Copy word for word every line of the material below, from the line containing "of the roof" through the final line of the material.

****************

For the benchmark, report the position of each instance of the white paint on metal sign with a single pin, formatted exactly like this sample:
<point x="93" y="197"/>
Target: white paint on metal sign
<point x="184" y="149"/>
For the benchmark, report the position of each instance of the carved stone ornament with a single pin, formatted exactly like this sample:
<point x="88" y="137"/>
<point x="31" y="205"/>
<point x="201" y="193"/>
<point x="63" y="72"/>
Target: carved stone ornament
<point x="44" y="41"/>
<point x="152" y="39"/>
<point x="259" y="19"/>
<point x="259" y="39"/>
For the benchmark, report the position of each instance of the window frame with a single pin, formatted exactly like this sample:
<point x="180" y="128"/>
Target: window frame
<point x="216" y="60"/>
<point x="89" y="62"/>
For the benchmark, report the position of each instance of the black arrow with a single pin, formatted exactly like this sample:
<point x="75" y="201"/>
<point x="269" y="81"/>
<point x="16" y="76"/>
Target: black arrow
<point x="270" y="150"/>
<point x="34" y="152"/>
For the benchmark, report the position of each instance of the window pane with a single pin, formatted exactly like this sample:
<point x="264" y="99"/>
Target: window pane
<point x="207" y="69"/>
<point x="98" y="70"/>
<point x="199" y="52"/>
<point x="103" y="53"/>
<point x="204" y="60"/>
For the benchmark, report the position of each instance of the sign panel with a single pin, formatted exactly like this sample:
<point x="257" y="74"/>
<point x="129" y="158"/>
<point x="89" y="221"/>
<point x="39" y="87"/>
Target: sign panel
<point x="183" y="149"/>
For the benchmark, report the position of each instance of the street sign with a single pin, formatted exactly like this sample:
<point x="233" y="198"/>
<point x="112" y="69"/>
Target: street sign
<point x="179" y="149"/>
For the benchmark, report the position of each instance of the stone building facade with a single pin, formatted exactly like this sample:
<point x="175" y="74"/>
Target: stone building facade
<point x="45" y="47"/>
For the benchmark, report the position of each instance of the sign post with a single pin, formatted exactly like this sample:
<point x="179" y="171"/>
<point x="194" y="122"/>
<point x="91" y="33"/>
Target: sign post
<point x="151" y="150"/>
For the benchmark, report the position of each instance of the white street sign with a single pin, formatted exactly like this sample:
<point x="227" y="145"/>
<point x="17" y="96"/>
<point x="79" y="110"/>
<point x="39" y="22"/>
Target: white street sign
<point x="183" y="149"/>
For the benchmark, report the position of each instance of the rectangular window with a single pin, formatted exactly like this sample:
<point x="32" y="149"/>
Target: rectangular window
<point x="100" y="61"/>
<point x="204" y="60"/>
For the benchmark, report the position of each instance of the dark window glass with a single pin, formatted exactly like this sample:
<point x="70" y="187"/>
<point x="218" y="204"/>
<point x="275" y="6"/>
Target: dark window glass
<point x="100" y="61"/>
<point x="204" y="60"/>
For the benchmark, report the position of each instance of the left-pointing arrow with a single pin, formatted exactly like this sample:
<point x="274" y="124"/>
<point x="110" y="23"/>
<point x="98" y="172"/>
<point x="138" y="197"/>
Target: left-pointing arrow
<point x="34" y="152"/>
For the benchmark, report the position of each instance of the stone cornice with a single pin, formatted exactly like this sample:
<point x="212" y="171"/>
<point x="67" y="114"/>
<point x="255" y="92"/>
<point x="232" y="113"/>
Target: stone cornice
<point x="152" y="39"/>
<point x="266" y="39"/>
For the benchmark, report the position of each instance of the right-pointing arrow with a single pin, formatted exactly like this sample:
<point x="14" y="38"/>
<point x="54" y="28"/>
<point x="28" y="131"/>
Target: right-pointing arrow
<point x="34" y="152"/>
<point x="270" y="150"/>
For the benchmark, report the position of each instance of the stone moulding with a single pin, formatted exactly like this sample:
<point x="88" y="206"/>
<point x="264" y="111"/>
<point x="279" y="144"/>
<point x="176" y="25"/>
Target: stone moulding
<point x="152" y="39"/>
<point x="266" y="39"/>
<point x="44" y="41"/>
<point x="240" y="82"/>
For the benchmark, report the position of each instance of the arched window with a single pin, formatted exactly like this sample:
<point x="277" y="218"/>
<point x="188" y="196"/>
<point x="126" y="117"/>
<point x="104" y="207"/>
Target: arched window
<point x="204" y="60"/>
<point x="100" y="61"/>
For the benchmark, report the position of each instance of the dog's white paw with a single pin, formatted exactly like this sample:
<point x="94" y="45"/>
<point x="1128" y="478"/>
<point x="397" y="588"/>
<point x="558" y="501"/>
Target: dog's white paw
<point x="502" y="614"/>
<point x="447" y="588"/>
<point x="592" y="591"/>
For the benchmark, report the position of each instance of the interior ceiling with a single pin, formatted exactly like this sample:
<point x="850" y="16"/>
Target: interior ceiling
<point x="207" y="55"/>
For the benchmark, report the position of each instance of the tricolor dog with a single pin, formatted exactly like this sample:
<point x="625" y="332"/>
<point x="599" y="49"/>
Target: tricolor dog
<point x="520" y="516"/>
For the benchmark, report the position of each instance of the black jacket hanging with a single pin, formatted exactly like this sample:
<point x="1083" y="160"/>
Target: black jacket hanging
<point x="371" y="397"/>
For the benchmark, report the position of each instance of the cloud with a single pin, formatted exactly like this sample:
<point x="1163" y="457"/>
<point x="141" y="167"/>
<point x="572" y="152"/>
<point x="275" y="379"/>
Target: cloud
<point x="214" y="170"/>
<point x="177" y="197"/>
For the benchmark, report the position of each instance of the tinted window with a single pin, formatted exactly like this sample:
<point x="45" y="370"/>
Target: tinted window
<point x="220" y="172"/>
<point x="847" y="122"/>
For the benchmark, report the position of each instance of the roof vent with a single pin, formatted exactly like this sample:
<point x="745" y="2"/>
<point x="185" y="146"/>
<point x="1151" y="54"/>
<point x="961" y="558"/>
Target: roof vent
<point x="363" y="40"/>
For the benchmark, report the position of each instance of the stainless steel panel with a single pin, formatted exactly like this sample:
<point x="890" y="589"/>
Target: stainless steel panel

****************

Output below:
For the benchmark, report the position of each instance of the roof vent with a single pin, formatted exactly like this sample:
<point x="745" y="2"/>
<point x="185" y="146"/>
<point x="1151" y="54"/>
<point x="961" y="558"/>
Target: roof vent
<point x="363" y="40"/>
For the benchmark, report the position of each instance of the stainless steel panel with a single pin, formatted exactly like this sample:
<point x="890" y="589"/>
Target: stainless steel panel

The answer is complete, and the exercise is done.